::: DATA TO USE :::
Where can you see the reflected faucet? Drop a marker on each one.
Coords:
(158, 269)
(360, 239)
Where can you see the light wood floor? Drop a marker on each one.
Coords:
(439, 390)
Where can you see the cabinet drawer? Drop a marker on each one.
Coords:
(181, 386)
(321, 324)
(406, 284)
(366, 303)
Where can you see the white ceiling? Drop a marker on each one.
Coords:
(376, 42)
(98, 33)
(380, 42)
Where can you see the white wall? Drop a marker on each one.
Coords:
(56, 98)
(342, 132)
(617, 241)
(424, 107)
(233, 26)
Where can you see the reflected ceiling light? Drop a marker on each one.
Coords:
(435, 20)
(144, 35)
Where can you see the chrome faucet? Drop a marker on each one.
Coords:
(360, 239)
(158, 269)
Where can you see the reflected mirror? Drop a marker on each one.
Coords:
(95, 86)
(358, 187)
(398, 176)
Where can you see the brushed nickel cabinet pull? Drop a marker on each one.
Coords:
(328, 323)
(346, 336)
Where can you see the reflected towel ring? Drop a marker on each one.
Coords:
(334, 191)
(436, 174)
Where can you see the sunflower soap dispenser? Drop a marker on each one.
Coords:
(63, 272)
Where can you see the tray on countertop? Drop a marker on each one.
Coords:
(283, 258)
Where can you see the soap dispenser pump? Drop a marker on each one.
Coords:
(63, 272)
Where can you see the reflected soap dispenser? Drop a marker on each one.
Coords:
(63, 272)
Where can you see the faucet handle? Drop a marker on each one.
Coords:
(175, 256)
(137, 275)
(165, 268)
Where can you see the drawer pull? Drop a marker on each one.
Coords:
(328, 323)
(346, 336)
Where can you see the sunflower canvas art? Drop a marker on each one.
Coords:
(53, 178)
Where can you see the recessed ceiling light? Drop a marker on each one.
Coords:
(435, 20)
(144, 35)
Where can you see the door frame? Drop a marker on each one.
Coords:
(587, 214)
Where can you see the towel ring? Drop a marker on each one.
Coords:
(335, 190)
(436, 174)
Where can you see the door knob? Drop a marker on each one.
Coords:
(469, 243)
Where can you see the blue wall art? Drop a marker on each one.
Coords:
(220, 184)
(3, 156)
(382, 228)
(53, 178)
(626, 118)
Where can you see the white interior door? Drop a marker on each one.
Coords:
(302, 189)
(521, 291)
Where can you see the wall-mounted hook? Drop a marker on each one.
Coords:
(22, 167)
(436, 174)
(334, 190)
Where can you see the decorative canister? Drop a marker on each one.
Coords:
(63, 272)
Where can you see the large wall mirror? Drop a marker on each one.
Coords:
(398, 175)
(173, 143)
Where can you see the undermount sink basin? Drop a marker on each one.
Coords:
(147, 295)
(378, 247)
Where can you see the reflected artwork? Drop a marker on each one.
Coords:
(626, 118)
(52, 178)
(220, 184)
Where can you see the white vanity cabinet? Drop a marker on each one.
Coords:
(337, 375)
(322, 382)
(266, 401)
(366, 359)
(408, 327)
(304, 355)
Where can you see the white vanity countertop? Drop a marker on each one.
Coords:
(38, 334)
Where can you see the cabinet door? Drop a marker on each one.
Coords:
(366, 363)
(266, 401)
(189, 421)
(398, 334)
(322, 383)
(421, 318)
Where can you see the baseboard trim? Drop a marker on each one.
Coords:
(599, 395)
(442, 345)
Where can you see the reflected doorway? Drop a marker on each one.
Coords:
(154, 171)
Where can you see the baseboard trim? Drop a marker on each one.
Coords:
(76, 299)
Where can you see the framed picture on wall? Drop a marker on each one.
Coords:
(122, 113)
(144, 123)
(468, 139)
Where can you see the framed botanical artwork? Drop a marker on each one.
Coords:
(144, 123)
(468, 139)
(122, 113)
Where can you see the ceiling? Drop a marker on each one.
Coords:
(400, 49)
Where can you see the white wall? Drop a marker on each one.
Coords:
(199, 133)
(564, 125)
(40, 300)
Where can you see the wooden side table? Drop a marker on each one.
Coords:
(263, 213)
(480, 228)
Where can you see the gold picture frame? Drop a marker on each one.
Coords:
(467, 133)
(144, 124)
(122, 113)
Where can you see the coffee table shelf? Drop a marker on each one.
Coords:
:::
Among the lines above, return those that contain the string "dispenser".

Where can you see the sunflower soap dispenser? Drop a marker on each one.
Where can you see the soap dispenser pump? Drop a marker on each one.
Where can you see the reflected soap dispenser? Drop a marker on each one.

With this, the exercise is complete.